Work item: Please return the lines, both ends included, that run from the one containing "like [159, 284]." to the last line of the data below, exactly and alone.

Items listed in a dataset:

-------

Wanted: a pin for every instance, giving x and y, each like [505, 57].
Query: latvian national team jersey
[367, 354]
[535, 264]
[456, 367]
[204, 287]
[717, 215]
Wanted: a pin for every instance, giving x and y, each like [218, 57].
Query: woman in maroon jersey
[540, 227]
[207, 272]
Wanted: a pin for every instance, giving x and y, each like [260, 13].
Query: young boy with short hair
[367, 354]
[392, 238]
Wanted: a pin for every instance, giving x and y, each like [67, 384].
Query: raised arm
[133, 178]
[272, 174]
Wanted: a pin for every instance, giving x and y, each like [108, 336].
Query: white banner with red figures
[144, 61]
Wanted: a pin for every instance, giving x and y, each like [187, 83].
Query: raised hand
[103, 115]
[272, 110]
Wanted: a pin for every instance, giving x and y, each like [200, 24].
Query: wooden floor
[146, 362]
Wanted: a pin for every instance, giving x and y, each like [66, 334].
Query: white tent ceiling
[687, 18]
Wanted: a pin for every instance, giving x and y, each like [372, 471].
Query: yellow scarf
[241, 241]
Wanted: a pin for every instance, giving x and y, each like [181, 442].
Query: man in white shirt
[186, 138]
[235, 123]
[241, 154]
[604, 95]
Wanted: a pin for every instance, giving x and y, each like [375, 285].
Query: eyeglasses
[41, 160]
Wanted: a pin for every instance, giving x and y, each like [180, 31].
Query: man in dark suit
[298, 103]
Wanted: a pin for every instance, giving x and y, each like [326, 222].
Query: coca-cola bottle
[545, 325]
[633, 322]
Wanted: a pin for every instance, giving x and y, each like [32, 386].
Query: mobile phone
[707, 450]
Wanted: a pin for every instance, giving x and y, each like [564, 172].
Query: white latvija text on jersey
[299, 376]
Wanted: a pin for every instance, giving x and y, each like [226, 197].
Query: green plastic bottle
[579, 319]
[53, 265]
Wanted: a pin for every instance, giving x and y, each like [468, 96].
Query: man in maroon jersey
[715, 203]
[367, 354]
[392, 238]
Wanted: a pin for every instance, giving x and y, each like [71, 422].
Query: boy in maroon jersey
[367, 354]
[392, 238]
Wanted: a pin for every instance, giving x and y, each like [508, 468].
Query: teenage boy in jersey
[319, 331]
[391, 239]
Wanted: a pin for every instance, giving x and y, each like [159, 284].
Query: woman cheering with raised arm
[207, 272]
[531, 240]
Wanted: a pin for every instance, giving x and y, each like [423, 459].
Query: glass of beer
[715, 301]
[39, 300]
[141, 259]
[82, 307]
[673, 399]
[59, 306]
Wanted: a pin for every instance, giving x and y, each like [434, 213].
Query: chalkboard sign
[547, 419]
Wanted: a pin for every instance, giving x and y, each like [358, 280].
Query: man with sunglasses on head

-------

Result of the exercise:
Wanted: a pin for every instance, giving x and y, each like [159, 284].
Query: woman cheering with raised arm
[207, 272]
[531, 240]
Wanted: a pin for every instance, giving x and y, each like [423, 459].
Query: glass of beer
[715, 301]
[39, 300]
[141, 259]
[82, 307]
[673, 399]
[59, 306]
Wanted: a pin for every instance, giving x and y, each like [434, 213].
Query: chalkboard sign
[547, 419]
Wanted: a pin for every instance, giving x and y, each like [358, 280].
Query: man with sunglasses on head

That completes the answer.